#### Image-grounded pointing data

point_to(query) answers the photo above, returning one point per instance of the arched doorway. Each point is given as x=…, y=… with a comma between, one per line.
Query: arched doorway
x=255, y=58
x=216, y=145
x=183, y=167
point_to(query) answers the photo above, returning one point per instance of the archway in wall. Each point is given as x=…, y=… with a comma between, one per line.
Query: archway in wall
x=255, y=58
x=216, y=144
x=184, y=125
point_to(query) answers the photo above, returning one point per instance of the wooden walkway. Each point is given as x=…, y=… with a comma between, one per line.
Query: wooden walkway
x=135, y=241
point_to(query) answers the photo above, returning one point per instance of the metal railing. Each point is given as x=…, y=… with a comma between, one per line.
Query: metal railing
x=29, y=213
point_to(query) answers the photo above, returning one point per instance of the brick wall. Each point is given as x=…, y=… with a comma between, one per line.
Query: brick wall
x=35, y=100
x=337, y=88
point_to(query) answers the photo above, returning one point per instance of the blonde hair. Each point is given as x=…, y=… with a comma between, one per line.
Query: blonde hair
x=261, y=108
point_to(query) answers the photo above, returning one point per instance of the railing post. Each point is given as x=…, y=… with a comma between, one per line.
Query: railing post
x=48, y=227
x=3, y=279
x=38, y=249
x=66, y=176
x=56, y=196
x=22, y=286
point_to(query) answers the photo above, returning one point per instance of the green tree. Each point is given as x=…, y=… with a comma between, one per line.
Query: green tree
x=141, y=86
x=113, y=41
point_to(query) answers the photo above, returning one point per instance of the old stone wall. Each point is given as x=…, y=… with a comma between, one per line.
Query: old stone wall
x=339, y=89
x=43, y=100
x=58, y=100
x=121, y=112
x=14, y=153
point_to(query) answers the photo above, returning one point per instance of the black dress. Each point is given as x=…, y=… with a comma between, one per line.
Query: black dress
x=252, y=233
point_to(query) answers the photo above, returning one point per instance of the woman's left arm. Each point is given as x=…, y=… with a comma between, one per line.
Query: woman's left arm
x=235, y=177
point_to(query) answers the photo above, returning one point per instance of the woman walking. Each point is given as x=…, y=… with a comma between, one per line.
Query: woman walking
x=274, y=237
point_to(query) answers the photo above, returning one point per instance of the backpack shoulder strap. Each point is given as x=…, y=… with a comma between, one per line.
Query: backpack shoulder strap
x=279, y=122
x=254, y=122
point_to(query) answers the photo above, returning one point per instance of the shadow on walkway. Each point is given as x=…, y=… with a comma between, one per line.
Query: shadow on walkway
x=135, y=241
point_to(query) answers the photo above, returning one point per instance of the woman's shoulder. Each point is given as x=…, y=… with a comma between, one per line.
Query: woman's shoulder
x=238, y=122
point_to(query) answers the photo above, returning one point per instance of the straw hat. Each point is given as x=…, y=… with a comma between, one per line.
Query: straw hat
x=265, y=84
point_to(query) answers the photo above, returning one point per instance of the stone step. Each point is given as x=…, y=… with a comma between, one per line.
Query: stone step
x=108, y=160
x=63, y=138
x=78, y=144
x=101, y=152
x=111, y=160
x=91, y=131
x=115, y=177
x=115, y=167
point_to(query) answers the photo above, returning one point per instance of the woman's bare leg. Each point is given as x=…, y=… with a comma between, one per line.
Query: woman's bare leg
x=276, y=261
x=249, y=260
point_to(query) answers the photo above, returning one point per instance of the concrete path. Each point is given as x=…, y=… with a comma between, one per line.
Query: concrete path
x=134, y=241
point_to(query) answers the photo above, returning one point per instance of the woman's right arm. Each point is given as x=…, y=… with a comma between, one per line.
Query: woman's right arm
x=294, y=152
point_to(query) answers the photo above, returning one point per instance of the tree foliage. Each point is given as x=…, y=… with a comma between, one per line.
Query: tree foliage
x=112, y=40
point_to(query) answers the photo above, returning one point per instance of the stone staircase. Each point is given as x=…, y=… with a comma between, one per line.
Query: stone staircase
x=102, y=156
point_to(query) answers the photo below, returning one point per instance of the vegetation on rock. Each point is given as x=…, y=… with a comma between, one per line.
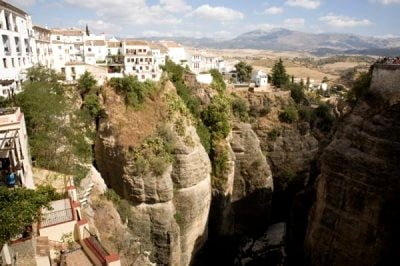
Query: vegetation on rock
x=243, y=71
x=60, y=133
x=20, y=207
x=279, y=77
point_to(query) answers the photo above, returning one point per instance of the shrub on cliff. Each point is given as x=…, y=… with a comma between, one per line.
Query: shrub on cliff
x=289, y=115
x=325, y=118
x=20, y=208
x=134, y=91
x=240, y=109
x=217, y=117
x=57, y=129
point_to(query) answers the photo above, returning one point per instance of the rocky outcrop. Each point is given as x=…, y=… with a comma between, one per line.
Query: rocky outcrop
x=243, y=205
x=168, y=212
x=356, y=218
x=288, y=147
x=253, y=185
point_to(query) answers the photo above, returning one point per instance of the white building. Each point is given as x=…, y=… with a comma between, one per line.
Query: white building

#### Instructions for the task
Leaving every image behind, repeat the data in full and exactly.

#### Exercise solution
point_to(query) answers the photo above, returning one point per instance of the arched doorway. Each point is given as x=…, y=… with a comma between, one per line.
Query: arched doorway
x=255, y=58
x=216, y=145
x=183, y=167
point_to(query) answers the photo above, returning one point per instance of the archway in wall. Each point is given as x=…, y=… with a comma between, one per line.
Query: archway in wall
x=255, y=58
x=216, y=144
x=184, y=125
point_to(query) answers the photo above, returning one point per instance of the wooden walkway. Each point is given as x=…, y=… with a comma between, one per line.
Query: wooden walkway
x=135, y=241
point_to(query) answers the photo above, returning one point per instance of the metal railing. Each point is given as x=…, y=… with a comma between, one per line.
Query: metal railing
x=29, y=213
point_to(query) answers the photo above, returning one point per instance of the brick wall. Each point is given as x=…, y=… with a comma between, one per line.
Query: brick wall
x=35, y=100
x=337, y=88
point_to(query) answers the photo above, returning one point per instance of the blonde hair. Each point is given as x=…, y=… with a comma between, one per line.
Query: blonde hair
x=261, y=108
point_to(query) answers the photo above, returning one point per instance of the railing post. Each point is given as x=…, y=… with a comma between, one per line.
Query: railing post
x=48, y=227
x=3, y=279
x=38, y=249
x=66, y=176
x=56, y=196
x=22, y=286
point_to(query) answers the photo above, returning one point per instance of the green tree. Each point is given as x=…, y=… with a comma between, one per line.
Query: green tree
x=141, y=86
x=113, y=41
point_to(query) answers the photo above, returning one point per instance of the old stone wall. Each point is given as x=…, y=… with a comma between, one per line.
Query: old stone wall
x=339, y=89
x=43, y=100
x=58, y=100
x=121, y=112
x=14, y=153
point_to(query) answers the photo above, returning one point per instance of the black dress. Each point is given as x=…, y=… with a comma between, one per line.
Query: black dress
x=252, y=233
point_to(query) answers the photo above, returning one point per instance of the woman's left arm. Each point is given as x=…, y=… with a comma between, one per line.
Query: woman's left arm
x=235, y=177
point_to(query) answers the photo above, returning one point per instance of the woman walking. Each point is given as x=…, y=… with a comma between, one per line.
Query: woman walking
x=274, y=237
point_to(query) answers the photo above, returning one point per instance of the backpack shoulder strap. Each point is given as x=…, y=… with a comma between, one per line.
Query: backpack shoulder strap
x=279, y=122
x=254, y=122
point_to(query) answers the photo above, returning one point per instance of the shadow on walkway. Each point is given as x=…, y=… with a comma between, one per line.
Query: shadow on walkway
x=135, y=241
point_to(query) answers the photo above, returning one point per instance of the woman's shoulder. Each point is given as x=…, y=… with a comma between, one per line.
Query: woman's shoulder
x=238, y=122
point_to(query) answers the photo above, returning one point per instance of the straw hat. Each point is given as x=…, y=… with a comma between, one per line.
Query: straw hat
x=265, y=84
point_to(query) answers the photo above, returning one point per instance of the stone step. Each point is given as x=…, y=… with a comma between, one per line.
Query: stone step
x=108, y=160
x=63, y=138
x=78, y=144
x=101, y=152
x=111, y=160
x=91, y=131
x=115, y=177
x=115, y=167
point_to(query) answers the photo above, returning one point per instance of the woman's bare leg. Each point is given as x=…, y=… with a comma between, one per line.
Query: woman's bare leg
x=276, y=261
x=249, y=260
point_to(query) answers the photo above, returning one point per instance of the concrete path. Each point is given as x=…, y=… with a comma between, one per line.
Query: concrete path
x=134, y=241
point_to(query) answers the photo above, returning one point per instance of the woman's right arm. Each point is given as x=…, y=… with a comma between, one per line.
Query: woman's right arm
x=294, y=152
point_to(query) answers the photo above, returning one point per instance of the tree foliage. Each point is given as x=…, y=… with a comma between, one per line.
Query: tree foliage
x=112, y=40
point_to(query) answers the photo above, returning one point per instance of the stone staircase. Each point is given as x=…, y=… with a comma between, one per line.
Query: stone staircase
x=102, y=156
point_to(query) answers the photo below, returning one point per instance of the vegetation on rock. Each point is given as x=…, y=… with a comma between, one per line.
Query: vegetation on rock
x=243, y=71
x=60, y=133
x=20, y=207
x=279, y=77
point_to(query) answers the photo above, returning one point per instance of the shrub on cliff. Each point is given as x=…, y=… with a comma between, one per line.
Query: shrub on cliff
x=289, y=115
x=325, y=118
x=20, y=208
x=134, y=91
x=240, y=109
x=217, y=117
x=57, y=129
point_to(query) answers the photo above, returning one point per instance of the rocky outcrop. Each point is given as x=…, y=… with a comma between, one per line.
Query: rocky outcrop
x=243, y=205
x=168, y=212
x=356, y=218
x=288, y=147
x=253, y=185
point_to(query) answers the photo above, returning one point per instance of the white building. Each point is given as x=…, y=… with a comma between, one per line.
Query: white building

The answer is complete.